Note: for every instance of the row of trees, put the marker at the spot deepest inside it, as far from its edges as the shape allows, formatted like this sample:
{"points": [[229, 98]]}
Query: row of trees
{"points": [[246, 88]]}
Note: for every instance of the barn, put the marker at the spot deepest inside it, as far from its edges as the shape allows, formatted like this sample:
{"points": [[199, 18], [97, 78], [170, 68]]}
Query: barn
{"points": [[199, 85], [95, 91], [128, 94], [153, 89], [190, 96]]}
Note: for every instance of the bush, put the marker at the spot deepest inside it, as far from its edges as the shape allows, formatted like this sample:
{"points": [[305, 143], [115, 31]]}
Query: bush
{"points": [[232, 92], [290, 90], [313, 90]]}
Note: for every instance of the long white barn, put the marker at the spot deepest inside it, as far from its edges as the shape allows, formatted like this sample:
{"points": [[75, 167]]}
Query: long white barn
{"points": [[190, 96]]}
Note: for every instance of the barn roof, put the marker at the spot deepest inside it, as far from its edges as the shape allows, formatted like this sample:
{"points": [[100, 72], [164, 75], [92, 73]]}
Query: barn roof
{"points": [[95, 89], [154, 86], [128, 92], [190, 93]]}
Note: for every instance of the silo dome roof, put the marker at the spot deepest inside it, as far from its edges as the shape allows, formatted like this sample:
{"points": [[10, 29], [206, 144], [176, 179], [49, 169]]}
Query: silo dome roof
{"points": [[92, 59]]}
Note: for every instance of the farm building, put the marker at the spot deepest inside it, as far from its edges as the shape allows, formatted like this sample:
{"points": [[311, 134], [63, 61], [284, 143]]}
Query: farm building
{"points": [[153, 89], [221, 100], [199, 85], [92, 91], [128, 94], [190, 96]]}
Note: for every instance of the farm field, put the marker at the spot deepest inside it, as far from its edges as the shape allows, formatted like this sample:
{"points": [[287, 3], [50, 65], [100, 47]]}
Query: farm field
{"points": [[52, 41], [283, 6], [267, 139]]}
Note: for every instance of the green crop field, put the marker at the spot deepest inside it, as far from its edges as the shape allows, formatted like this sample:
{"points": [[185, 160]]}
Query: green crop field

**What to do**. Your answer should hold exactly the lines from the one containing "Query: farm field" through the end of the entries above, and nothing else.

**Completed exercise**.
Query: farm field
{"points": [[52, 41], [283, 6], [267, 139]]}
Note: for every instance of the green crop field, put the marker at the spot deepest inside it, as far from its edges as the shape allows, formatted like this sample:
{"points": [[185, 160]]}
Query: green crop field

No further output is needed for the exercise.